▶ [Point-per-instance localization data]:
------------------------------------------------------------
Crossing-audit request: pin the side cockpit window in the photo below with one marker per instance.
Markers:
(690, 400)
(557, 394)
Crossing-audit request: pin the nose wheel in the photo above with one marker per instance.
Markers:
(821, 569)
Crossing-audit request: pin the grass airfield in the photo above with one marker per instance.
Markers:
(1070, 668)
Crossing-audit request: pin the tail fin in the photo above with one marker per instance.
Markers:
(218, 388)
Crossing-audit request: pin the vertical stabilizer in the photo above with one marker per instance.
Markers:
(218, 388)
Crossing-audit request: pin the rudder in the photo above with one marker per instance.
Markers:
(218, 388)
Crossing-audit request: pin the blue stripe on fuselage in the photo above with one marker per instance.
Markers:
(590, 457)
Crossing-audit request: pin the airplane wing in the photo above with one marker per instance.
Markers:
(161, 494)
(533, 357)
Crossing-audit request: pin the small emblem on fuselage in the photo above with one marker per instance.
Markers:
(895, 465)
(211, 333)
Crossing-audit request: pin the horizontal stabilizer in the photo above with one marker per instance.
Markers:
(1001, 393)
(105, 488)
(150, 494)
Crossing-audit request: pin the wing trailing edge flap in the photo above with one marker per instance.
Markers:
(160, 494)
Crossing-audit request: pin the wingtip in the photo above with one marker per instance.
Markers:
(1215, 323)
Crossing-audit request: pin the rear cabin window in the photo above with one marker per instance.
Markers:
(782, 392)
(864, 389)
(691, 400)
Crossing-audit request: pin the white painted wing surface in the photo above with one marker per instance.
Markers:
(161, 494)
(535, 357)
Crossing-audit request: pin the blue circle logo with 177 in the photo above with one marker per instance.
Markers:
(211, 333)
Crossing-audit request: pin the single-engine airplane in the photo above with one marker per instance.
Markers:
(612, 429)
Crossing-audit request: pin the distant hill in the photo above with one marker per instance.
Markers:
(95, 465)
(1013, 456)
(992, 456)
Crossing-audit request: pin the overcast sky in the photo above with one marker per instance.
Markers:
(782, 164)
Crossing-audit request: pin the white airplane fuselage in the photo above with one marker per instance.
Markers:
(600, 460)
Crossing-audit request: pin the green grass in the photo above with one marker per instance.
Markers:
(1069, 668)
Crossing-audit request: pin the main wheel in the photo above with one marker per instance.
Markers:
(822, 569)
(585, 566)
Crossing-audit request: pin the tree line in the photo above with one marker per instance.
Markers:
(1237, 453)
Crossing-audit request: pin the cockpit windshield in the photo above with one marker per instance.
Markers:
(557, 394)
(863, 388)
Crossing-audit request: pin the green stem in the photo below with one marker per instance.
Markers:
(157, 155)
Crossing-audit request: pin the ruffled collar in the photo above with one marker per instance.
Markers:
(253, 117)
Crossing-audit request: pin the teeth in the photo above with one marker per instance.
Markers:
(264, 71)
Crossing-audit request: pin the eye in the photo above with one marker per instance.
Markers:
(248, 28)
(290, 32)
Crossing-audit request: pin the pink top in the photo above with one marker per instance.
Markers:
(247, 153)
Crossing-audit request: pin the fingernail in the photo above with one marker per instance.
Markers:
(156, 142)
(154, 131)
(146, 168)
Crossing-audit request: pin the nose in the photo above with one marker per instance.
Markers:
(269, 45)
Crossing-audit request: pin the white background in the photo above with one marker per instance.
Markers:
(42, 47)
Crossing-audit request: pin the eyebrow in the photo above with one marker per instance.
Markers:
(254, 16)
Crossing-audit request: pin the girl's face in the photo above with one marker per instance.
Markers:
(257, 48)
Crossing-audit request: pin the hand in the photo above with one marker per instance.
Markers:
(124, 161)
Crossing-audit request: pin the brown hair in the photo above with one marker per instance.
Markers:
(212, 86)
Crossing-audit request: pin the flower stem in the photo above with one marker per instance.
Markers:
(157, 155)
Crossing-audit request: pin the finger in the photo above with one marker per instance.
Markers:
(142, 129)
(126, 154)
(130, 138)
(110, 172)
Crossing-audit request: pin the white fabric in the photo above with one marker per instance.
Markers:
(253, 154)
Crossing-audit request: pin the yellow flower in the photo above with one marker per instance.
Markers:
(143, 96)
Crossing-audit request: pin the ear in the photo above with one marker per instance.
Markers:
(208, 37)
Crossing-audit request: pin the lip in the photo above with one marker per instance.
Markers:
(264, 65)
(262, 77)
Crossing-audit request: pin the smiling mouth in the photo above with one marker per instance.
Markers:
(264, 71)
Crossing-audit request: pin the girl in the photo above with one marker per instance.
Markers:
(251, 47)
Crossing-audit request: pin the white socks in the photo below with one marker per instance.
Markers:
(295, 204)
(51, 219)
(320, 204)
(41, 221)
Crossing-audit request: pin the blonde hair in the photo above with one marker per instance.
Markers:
------------------------------------------------------------
▶ [EXERCISE OBJECTIVE]: Search the entries for the string "airplane" and copy each line where it occurs.

▶ [EXERCISE SOLUTION]:
Crossing-audit request: pin the airplane wing in the photo above with one marker per instance.
Crossing-audit request: pin the single-engine airplane in the photo above with one marker per instance.
Crossing-audit request: pin the white airplane fuselage in the photo above with one marker per instance.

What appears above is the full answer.